Text shown —
Why this sake goes so well with meat

One of the fundamental ingredients of Japanese cuisine is ‘awase dashi’ where ‘awase’ means combine and ‘dashi’ means soup stock. Awase dashi is usually made by combining kombu seaweed dashi and fish dashi. Both ingredients have their own distinctive savoury umami, and when combined together to make an awase dashi, the umami becomes fuller and stronger.

Scientifically speaking, the umami-carrying molecules can be divided into two groups. One of them comprises nucleic acids such as inosinic acid and guanylic acid, and the other comprises amino acids such as glutamic acid. When a food contains the two groups of umami, the resulting umami taste is greater than the sum of each group taken individually.

During the fermentation of Meat Lover Only sake, glutamic acid is produced in large quantities. The molecule in turn works in synergy with the meat’s inosinic acid to create the same umami-enhancing combination found in awase dashi.


Generally, sake is made from a special type of sake rice that is polished until only the core of the grain remains.

However, sake made to be paired with meat must be different. In order not to be overpowered by the stronger taste of meat, the sake too must be full-bodied and strong. To achieve this taste, rice generally consumed as food is used, and polishing of the grains is reduced to a minimum in order to preserve the outer shells that have a sharper taste and more nutrients than the core. This kind of rice is also better when used for the natural frementation method known as 'Bodai-moto'.

Bodai-moto, or the natural fermentation method

The Bodai-moto method dates back to the Heian era of Japan (year 794-1185). It consists of simply adding rice to water and leaving the lactic acid bacteria present in the ambient air to start the fermentation process in the water. That water is then used to grow the yeast that will be used for brewing the sake. Meat Lovers Only is made by using this natural yeast.

The environmental control necessary to promote the natural growth of the right bacteria necessary for sake brewing is very challenging, but the result is a sake with a much stronger flavour.


The water used for Meat Lovers Only is drawn from underground sources of Mount Hotaka, known as one of the '100 famous Japanese mountains'.

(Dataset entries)
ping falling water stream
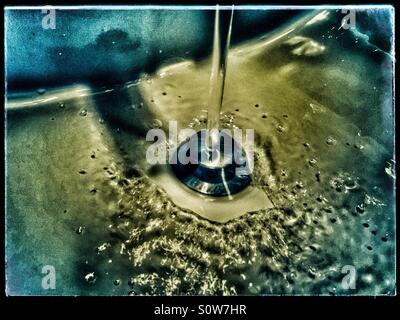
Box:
[7,10,395,295]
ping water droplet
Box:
[326,137,336,145]
[276,125,285,132]
[151,119,162,129]
[76,226,85,234]
[385,160,396,179]
[356,203,365,213]
[85,272,96,285]
[308,159,317,167]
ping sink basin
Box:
[6,9,395,295]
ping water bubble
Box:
[354,143,364,150]
[326,137,336,145]
[308,159,317,167]
[385,160,396,179]
[151,119,162,129]
[296,181,304,189]
[344,178,358,190]
[76,226,85,234]
[85,272,96,285]
[97,242,111,253]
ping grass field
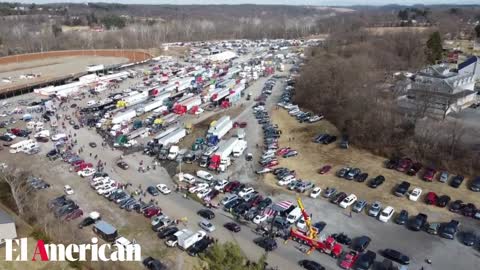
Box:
[265,110,478,221]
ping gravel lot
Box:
[0,56,479,270]
[0,56,128,91]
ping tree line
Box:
[295,30,480,175]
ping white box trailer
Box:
[123,91,148,106]
[181,96,202,111]
[215,138,239,160]
[9,140,36,154]
[112,110,137,124]
[143,99,163,112]
[127,128,148,140]
[211,88,230,102]
[158,128,187,145]
[178,230,207,250]
[154,126,179,140]
[232,140,247,157]
[177,229,196,249]
[208,115,230,133]
[211,120,233,139]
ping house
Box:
[0,210,17,245]
[399,56,480,116]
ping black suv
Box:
[395,181,410,197]
[408,213,428,231]
[440,219,460,239]
[353,250,377,270]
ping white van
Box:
[9,140,35,154]
[52,133,67,141]
[181,173,197,184]
[287,206,302,224]
[197,170,213,181]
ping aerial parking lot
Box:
[0,37,480,270]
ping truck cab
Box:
[167,145,180,160]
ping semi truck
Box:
[232,140,247,157]
[173,96,202,114]
[158,128,187,146]
[177,230,207,250]
[208,138,238,172]
[167,145,180,160]
[207,115,233,139]
[112,110,137,124]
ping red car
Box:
[397,158,413,172]
[340,250,360,269]
[223,181,240,192]
[72,159,85,166]
[233,122,247,128]
[423,168,437,182]
[75,163,93,172]
[275,147,290,156]
[63,208,83,221]
[143,207,162,218]
[425,192,438,205]
[318,165,332,174]
[265,160,278,168]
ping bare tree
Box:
[0,169,30,216]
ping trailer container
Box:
[112,110,137,124]
[158,128,187,146]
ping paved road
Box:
[1,57,479,270]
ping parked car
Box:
[450,175,464,188]
[394,181,410,197]
[318,165,332,174]
[355,173,368,183]
[298,260,325,270]
[332,233,352,246]
[408,187,422,202]
[223,222,241,232]
[330,192,347,204]
[461,232,478,247]
[352,235,372,252]
[147,186,160,196]
[197,209,215,219]
[368,175,385,188]
[408,213,428,231]
[378,206,395,222]
[425,222,440,235]
[254,237,277,251]
[337,167,351,178]
[395,210,408,225]
[395,158,413,172]
[437,195,450,207]
[117,160,129,170]
[422,168,437,182]
[385,158,400,170]
[338,194,357,208]
[345,168,362,180]
[368,201,382,217]
[198,220,215,232]
[448,200,465,213]
[352,200,367,213]
[439,219,460,239]
[425,191,438,205]
[407,162,422,176]
[310,187,322,199]
[438,171,448,183]
[470,176,480,192]
[382,248,410,265]
[323,187,337,198]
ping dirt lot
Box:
[266,109,480,220]
[366,27,432,35]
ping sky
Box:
[11,0,480,6]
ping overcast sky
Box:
[13,0,480,6]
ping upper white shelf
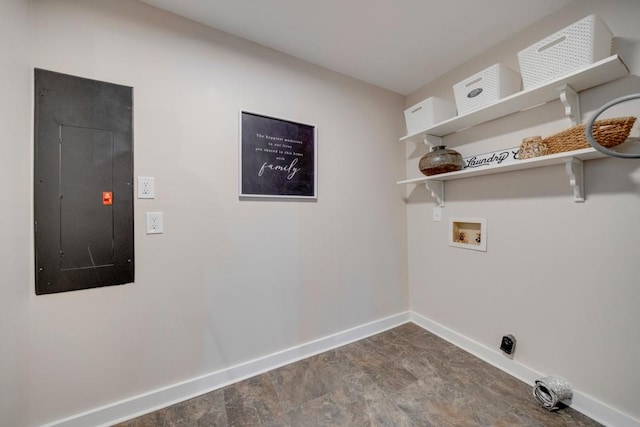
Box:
[397,148,607,184]
[400,55,629,142]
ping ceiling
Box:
[142,0,570,95]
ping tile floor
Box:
[118,323,599,427]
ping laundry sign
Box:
[462,147,520,169]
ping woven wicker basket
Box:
[543,117,636,154]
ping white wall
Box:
[405,0,640,419]
[0,0,31,426]
[15,0,408,424]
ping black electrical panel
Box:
[34,69,134,295]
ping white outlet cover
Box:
[138,176,156,199]
[147,212,164,234]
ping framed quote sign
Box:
[239,111,318,199]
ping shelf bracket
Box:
[424,181,444,207]
[424,134,442,150]
[564,157,584,203]
[558,85,582,126]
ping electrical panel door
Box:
[34,69,134,294]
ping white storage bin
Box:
[404,96,456,135]
[453,64,521,114]
[518,15,612,89]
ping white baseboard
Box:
[44,312,640,427]
[43,312,411,427]
[410,312,640,427]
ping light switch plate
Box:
[138,176,156,199]
[147,212,163,234]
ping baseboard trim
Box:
[43,311,411,427]
[410,312,640,427]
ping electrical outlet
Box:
[147,212,163,234]
[138,176,156,199]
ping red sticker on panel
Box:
[102,191,113,205]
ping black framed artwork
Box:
[239,111,318,199]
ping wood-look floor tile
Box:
[349,352,418,393]
[118,323,599,427]
[223,374,287,427]
[269,358,332,412]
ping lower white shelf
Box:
[398,148,606,206]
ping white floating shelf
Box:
[398,148,607,184]
[397,148,607,206]
[400,55,629,142]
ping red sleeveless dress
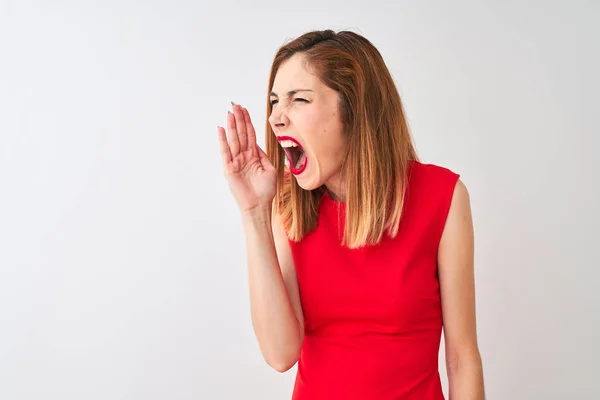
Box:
[290,161,459,400]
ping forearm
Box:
[447,355,485,400]
[242,207,302,371]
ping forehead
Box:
[273,53,322,95]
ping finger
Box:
[242,108,256,149]
[217,126,232,166]
[227,112,240,157]
[231,103,248,151]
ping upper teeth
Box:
[279,140,298,147]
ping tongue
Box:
[294,152,306,169]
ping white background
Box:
[0,0,600,400]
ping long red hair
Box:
[265,30,418,248]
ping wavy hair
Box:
[265,30,418,248]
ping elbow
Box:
[267,360,297,373]
[265,349,300,373]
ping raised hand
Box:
[217,104,277,212]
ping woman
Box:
[218,30,484,400]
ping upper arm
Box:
[272,212,304,338]
[438,180,479,365]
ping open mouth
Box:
[278,136,308,175]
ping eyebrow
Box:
[269,89,313,97]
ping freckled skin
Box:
[269,54,347,199]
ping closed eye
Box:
[271,97,309,107]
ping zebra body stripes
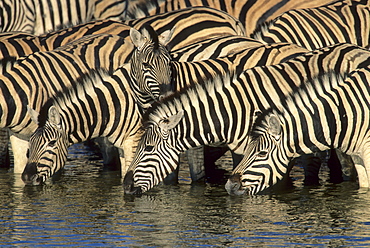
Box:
[251,0,370,50]
[123,0,332,36]
[124,44,370,194]
[22,70,141,185]
[0,26,169,172]
[124,7,245,51]
[131,42,308,109]
[0,0,126,35]
[226,67,370,195]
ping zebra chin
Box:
[225,174,259,195]
[22,163,43,185]
[123,170,143,196]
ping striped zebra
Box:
[130,41,308,110]
[124,44,370,194]
[23,37,303,184]
[0,0,126,35]
[126,0,333,36]
[251,0,370,50]
[225,67,370,195]
[123,7,245,51]
[0,26,171,171]
[22,70,142,185]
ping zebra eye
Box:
[145,146,154,152]
[143,62,152,70]
[48,140,57,147]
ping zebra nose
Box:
[22,163,42,185]
[123,170,142,195]
[225,173,241,195]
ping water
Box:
[0,142,370,247]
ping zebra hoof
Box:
[225,174,246,195]
[123,170,142,196]
[22,164,43,185]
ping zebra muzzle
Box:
[225,174,245,195]
[123,170,142,195]
[22,163,42,185]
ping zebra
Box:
[0,26,172,172]
[123,7,245,51]
[125,0,333,36]
[0,0,126,35]
[124,44,370,194]
[251,0,370,50]
[22,68,141,185]
[23,39,302,184]
[225,66,370,195]
[130,39,308,110]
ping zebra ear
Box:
[27,105,39,125]
[159,110,184,131]
[268,115,281,139]
[158,27,175,46]
[48,106,60,125]
[130,28,146,50]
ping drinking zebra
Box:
[23,39,305,184]
[251,0,370,50]
[0,25,172,172]
[124,44,370,194]
[22,68,142,185]
[226,67,370,195]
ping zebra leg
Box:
[0,129,10,168]
[351,155,370,188]
[186,146,205,182]
[10,134,28,173]
[94,137,121,169]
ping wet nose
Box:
[225,173,241,195]
[22,163,42,185]
[123,170,142,195]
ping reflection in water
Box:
[0,145,370,247]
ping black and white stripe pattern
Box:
[0,0,126,35]
[126,0,332,36]
[22,69,141,185]
[226,67,370,194]
[251,0,370,50]
[124,7,245,51]
[124,44,370,193]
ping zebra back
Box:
[226,67,370,194]
[123,0,332,36]
[0,0,130,35]
[22,69,141,185]
[251,0,370,50]
[124,44,370,193]
[0,20,130,59]
[0,34,134,139]
[124,7,245,51]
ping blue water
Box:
[0,142,370,247]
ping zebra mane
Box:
[0,56,17,75]
[143,73,235,125]
[38,69,110,127]
[249,71,348,140]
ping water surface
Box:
[0,145,370,247]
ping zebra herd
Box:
[0,0,370,195]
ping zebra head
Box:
[123,110,184,195]
[225,113,288,195]
[130,25,173,109]
[22,106,69,185]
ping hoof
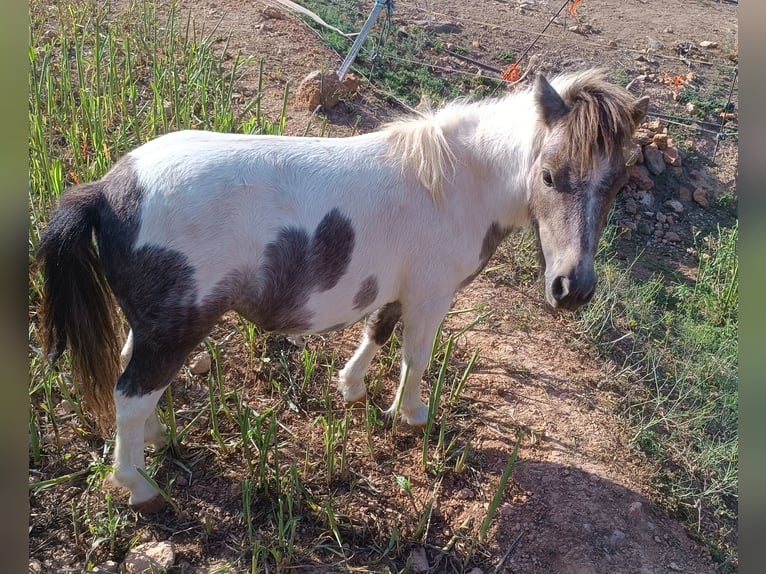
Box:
[130,495,168,514]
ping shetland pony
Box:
[38,70,648,510]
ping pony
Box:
[38,70,648,511]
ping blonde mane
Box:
[382,110,455,203]
[551,69,636,173]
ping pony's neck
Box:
[436,91,543,225]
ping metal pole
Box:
[338,0,392,81]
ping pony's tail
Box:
[37,182,120,432]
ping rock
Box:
[692,187,710,207]
[410,546,431,573]
[633,128,654,146]
[609,530,625,546]
[638,190,654,208]
[625,143,644,166]
[665,231,681,243]
[189,351,213,375]
[646,36,665,52]
[261,6,285,20]
[122,541,176,574]
[644,144,665,175]
[664,199,684,213]
[628,164,654,189]
[652,134,668,150]
[644,118,662,133]
[662,147,681,167]
[295,70,359,112]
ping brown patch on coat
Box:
[353,275,378,311]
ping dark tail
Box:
[37,182,120,431]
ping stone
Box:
[644,118,662,133]
[664,199,684,213]
[295,70,359,112]
[692,187,710,207]
[652,133,668,150]
[410,546,431,574]
[644,144,665,175]
[625,143,644,166]
[638,190,654,208]
[189,351,213,375]
[122,540,176,574]
[628,164,654,189]
[261,6,285,20]
[665,231,681,243]
[662,147,681,167]
[609,530,625,546]
[633,128,654,146]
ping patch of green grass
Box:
[578,225,739,555]
[296,0,500,105]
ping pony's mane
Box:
[382,104,455,202]
[551,69,636,173]
[381,69,636,202]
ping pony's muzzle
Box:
[545,273,596,311]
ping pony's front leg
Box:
[338,301,402,403]
[110,385,164,511]
[386,299,451,427]
[144,409,168,450]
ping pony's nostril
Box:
[551,276,569,301]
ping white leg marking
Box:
[112,389,164,505]
[144,409,168,450]
[338,329,380,403]
[120,329,133,371]
[386,301,449,427]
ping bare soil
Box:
[30,0,737,574]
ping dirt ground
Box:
[32,0,737,574]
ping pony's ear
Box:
[535,74,569,127]
[631,96,649,126]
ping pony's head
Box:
[530,71,649,316]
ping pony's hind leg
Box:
[120,329,167,450]
[112,322,212,512]
[338,301,402,403]
[120,329,133,371]
[386,299,451,427]
[110,383,164,511]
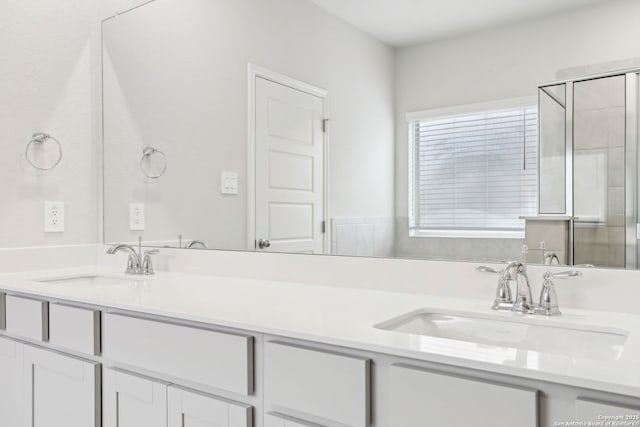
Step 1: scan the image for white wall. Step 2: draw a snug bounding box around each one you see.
[0,0,99,247]
[395,0,640,257]
[104,0,394,249]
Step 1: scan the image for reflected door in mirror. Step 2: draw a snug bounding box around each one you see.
[255,77,324,254]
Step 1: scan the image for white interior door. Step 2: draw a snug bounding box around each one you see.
[255,77,324,253]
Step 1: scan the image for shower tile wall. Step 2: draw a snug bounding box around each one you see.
[574,76,625,267]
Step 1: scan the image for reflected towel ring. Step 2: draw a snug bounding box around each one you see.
[140,147,167,179]
[24,132,62,171]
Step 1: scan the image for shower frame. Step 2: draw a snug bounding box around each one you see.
[537,68,640,269]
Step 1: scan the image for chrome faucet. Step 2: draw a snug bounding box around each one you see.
[542,251,560,265]
[476,261,582,316]
[107,237,159,275]
[500,261,533,313]
[187,240,208,249]
[107,243,140,274]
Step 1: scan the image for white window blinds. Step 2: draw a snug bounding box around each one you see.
[409,106,538,231]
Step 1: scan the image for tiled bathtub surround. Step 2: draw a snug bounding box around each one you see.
[396,218,524,262]
[331,217,394,257]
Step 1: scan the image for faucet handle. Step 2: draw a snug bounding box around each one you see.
[142,249,160,276]
[535,270,582,316]
[476,265,513,310]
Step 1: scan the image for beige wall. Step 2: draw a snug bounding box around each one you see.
[0,0,99,247]
[104,0,394,249]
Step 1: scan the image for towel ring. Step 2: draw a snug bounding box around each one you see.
[24,132,62,171]
[140,147,167,179]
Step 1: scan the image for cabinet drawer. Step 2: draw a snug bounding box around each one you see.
[264,412,322,427]
[102,313,253,395]
[390,365,538,427]
[168,386,253,427]
[264,342,370,427]
[49,303,100,355]
[6,295,49,341]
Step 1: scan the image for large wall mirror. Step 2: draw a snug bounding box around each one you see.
[102,0,640,268]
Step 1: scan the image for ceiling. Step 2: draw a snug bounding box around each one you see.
[311,0,610,47]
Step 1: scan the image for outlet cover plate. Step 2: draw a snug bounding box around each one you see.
[220,171,238,194]
[44,202,64,233]
[129,203,144,231]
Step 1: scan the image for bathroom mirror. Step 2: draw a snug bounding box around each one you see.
[102,0,640,267]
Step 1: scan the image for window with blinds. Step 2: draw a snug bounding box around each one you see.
[409,106,538,235]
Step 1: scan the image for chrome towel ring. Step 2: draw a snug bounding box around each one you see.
[140,147,167,179]
[24,132,62,171]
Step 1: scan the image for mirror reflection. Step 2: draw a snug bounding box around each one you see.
[102,0,640,268]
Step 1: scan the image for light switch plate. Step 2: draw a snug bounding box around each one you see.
[129,203,144,231]
[220,171,238,194]
[44,202,64,233]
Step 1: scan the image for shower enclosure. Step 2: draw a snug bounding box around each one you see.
[538,70,640,268]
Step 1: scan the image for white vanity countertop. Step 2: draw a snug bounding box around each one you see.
[0,267,640,396]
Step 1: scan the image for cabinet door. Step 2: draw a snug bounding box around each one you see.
[0,338,24,426]
[390,365,538,427]
[169,386,253,427]
[24,345,101,427]
[104,369,167,427]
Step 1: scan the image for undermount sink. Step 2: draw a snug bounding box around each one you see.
[35,274,138,286]
[374,310,627,360]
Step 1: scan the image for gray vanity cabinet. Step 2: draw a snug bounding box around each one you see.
[23,345,101,427]
[168,385,253,427]
[389,364,538,427]
[103,369,167,427]
[104,369,253,427]
[264,341,371,427]
[0,337,24,426]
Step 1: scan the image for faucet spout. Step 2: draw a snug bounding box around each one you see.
[107,243,142,274]
[513,265,535,313]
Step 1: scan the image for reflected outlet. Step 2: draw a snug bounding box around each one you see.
[44,202,64,233]
[129,203,144,231]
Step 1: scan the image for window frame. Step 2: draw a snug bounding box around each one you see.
[405,95,539,239]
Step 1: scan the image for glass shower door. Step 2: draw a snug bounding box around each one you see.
[573,75,627,267]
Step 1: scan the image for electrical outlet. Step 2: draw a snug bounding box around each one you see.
[220,171,238,194]
[129,203,144,231]
[44,202,64,233]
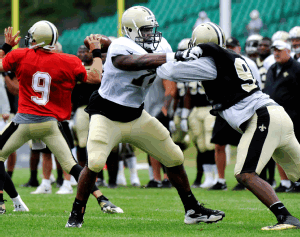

Things to do —
1) Edit the text on meat-pairing sake by reproducing the part that opens with the words containing "During the fermentation" and closes with "known as 'Bodai-moto'.", with "full-bodied" changed to "rich".
2) Answer these questions from the text on meat-pairing sake:
(a) What does the word "awase" mean?
(b) To which era of Japan does the Bodai-moto method date back?
(c) From where is the water used for Meat Lovers Only drawn?

Solved tasks —
1)
During the fermentation of Meat Lover Only sake, glutamic acid is produced in large quantities. The molecule in turn works in synergy with the meat’s inosinic acid to create the same umami-enhancing combination found in awase dashi.


Generally, sake is made from a special type of sake rice that is polished until only the core of the grain remains.

However, sake made to be paired with meat must be different. In order not to be overpowered by the stronger taste of meat, the sake too must be rich and strong. To achieve this taste, rice generally consumed as food is used, and polishing of the grains is reduced to a minimum in order to preserve the outer shells that have a sharper taste and more nutrients than the core. This kind of rice is also better when used for the natural frementation method known as 'Bodai-moto'.

2)
(a) Combine.
(b) The Heian era (794-1185).
(c) From underground sources of Mount Hotaka.